[START OF Material for the task]

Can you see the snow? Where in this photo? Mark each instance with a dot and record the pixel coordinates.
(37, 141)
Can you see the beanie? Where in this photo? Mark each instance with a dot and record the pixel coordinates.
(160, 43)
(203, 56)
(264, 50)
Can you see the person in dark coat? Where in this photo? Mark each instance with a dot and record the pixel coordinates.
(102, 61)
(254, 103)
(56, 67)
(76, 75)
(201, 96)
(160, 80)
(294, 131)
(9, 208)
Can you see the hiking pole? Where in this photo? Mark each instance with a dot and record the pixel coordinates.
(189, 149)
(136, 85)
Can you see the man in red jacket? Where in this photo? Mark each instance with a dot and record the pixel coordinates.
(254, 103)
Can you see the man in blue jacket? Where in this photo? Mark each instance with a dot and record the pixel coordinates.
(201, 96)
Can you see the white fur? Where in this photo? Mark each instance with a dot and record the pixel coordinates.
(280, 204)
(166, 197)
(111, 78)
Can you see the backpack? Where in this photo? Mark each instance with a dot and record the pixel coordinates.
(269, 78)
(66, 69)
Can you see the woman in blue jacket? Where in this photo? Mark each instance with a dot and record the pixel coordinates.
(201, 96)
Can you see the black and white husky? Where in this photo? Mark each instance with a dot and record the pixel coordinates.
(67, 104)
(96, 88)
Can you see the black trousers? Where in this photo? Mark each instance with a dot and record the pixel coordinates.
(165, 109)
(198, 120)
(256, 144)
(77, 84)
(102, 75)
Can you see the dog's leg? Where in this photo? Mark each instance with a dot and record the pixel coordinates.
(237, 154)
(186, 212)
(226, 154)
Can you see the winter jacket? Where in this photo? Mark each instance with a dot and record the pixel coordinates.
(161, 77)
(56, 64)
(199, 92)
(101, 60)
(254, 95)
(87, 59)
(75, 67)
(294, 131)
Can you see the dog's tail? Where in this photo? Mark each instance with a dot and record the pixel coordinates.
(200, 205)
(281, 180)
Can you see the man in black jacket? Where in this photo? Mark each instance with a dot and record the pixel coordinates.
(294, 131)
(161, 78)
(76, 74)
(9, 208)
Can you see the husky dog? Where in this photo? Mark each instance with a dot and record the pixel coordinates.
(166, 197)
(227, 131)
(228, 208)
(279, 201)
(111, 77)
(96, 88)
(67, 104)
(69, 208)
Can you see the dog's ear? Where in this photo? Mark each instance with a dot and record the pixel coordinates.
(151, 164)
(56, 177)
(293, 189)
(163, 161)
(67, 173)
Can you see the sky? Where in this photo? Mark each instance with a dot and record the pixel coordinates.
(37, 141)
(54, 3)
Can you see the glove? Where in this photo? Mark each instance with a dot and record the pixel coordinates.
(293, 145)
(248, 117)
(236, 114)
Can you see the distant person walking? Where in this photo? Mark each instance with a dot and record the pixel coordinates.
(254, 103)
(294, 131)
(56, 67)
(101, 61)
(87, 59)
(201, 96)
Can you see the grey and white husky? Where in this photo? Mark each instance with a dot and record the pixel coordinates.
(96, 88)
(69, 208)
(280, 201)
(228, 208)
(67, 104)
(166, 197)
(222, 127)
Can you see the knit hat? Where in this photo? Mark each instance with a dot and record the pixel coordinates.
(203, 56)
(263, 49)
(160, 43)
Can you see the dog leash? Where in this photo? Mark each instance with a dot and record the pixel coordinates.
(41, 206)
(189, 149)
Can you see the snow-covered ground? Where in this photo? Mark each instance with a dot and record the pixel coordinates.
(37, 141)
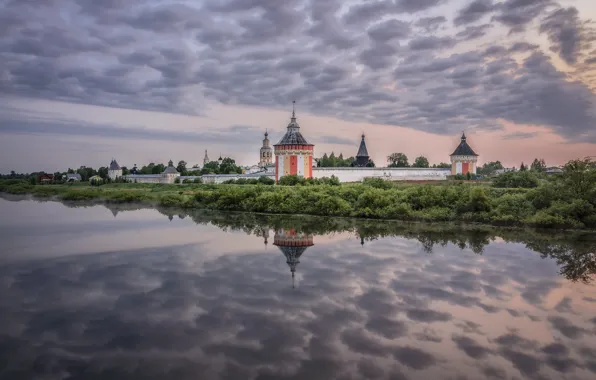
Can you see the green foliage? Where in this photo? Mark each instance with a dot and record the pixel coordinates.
(334, 162)
(538, 165)
(420, 162)
(489, 168)
(378, 183)
(523, 179)
(580, 176)
(266, 181)
(565, 201)
(397, 160)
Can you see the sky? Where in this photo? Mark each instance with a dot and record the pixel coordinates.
(84, 81)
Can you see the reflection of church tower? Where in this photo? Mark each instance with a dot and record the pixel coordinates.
(292, 244)
(206, 158)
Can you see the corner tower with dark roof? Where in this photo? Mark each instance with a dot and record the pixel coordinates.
(114, 170)
(362, 157)
(293, 154)
(463, 159)
(266, 153)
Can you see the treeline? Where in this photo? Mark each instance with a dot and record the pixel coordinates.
(400, 160)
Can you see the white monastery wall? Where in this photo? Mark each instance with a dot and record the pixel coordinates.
(392, 174)
(220, 178)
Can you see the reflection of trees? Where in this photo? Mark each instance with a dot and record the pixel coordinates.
(574, 251)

[END OF Material for the task]

Quote the data above in full and without alteration; skip the pictures.

Can you see the snow? Where in this photo? Mark each instance with a dot and record the pixel coordinates.
(37, 141)
Can you see the beanie? Where in this photo? Mark each instance with a dot and record the pixel coordinates.
(160, 43)
(203, 56)
(264, 50)
Can you see the person in dark coat? Where in this photo? Mark each instance with a dot and record the pixel coordinates.
(102, 61)
(254, 103)
(56, 67)
(76, 75)
(201, 96)
(160, 80)
(294, 131)
(9, 208)
Can you see the hiking pole? Where in this photo? Mark each instance with a dot and record the pixel coordinates.
(189, 149)
(136, 85)
Can you see the man in red jacket? Where in this photo? Mark each instance with a dot and record the pixel coordinates.
(254, 103)
Can you see the man in blue jacket? Where in this photo? Mark each instance with a dot and record the pixel coordinates.
(201, 96)
Can you see the white fur? Where in this photo? Mark each instance with a dot and record the pixel coordinates.
(280, 204)
(166, 197)
(111, 78)
Can you see the backpack? Where in this photo? Mark each instance with a dot and record the pixel coordinates.
(269, 78)
(66, 69)
Can you see the woman in blue jacket? Where in this photo? Mark each instance with a dot and record the pixel coordinates.
(201, 96)
Can you see the black and white husky? Where in this photo? Mark each instance with a dot and record the pixel coordinates.
(67, 104)
(96, 88)
Can you see the black trousers? Where in this photo? Mark each instance with a dot and record the pixel coordinates.
(165, 109)
(198, 120)
(256, 144)
(77, 84)
(102, 75)
Can you see the dog's leg? Where in this photo? Mark each instance with a dot and record the pixel coordinates.
(237, 154)
(186, 212)
(226, 154)
Can you see the winter jacket? Where in this photo? Mark each instance with a dot and record the pixel coordinates.
(161, 77)
(56, 64)
(199, 92)
(101, 60)
(254, 95)
(87, 59)
(75, 67)
(294, 131)
Can you see the dog's tail? Where in this photo? Mark each instance with a dot and record the pixel coordinates.
(200, 205)
(281, 180)
Can you see the man in black jacket? Where in this photo? Mark each instance with a dot and record the pixel coordinates.
(294, 131)
(161, 78)
(76, 74)
(9, 208)
Can you see the husky dog? Where in this photo? Mark each instance with a dot and record the pixel coordinates.
(166, 197)
(227, 131)
(228, 208)
(279, 201)
(111, 77)
(96, 88)
(67, 104)
(69, 208)
Can you see the dog's ear? Where in this photo? Mark each instance with a dot and record the pixel coordinates.
(151, 164)
(56, 177)
(293, 189)
(163, 161)
(67, 173)
Can you see the sky? Where in this photo? Mark each instance with a dot and record the pixel coordinates.
(37, 141)
(54, 3)
Can you see the glove? Where in this photo? Mark each instance with a dot and record the pixel coordinates.
(293, 145)
(248, 117)
(236, 114)
Can you see the distant person walking? Where in this photo? Mark each instance with a dot and record the pixel coordinates.
(254, 103)
(294, 131)
(56, 67)
(101, 61)
(87, 59)
(201, 96)
Can you see the grey and white husky? Where in this photo? Mark each instance with a dot and record the pixel coordinates.
(96, 88)
(69, 208)
(280, 201)
(228, 208)
(67, 104)
(166, 197)
(222, 127)
Can you see the knit hat? Where in this photo? Mark each instance with a dot and record the pixel coordinates.
(203, 56)
(263, 49)
(160, 43)
Can you see the dog leash? Where in this photo? Mark each instance with a dot and record the pixel coordinates.
(41, 206)
(189, 149)
Can you see the snow-covered ground? Where in this photo? Mark each instance with a dot and record the pixel coordinates.
(37, 141)
Can you see the green foliage? Where in this photo? Mark each instance with a dot and record the pixel coordinates.
(334, 162)
(538, 165)
(420, 162)
(489, 168)
(378, 183)
(523, 179)
(580, 176)
(266, 181)
(565, 201)
(397, 160)
Can you see the sky? Where in this photo? Mark each instance with a dot and record the pixel coordinates.
(84, 81)
Can you see the reflection of church tower? Where in this photo? Mark each instance with a dot and record the pixel coordinates.
(292, 244)
(206, 158)
Can you see the corner tower with dark roof? Where in this photo? Mark each instance with a dot and record the pixel coordinates.
(114, 170)
(362, 157)
(293, 154)
(463, 159)
(266, 153)
Can you see the treeline? Where in this photo? Mark each instance with a dot and record the pixel coordinates.
(400, 160)
Can you see the white monastery wall? Where in this photo? Mark each instance with a dot and record the pixel coordinates.
(392, 174)
(220, 178)
Can you see the reflection of trees? Where in this photo? Mark each instance with a dot and record the pixel coordinates.
(574, 251)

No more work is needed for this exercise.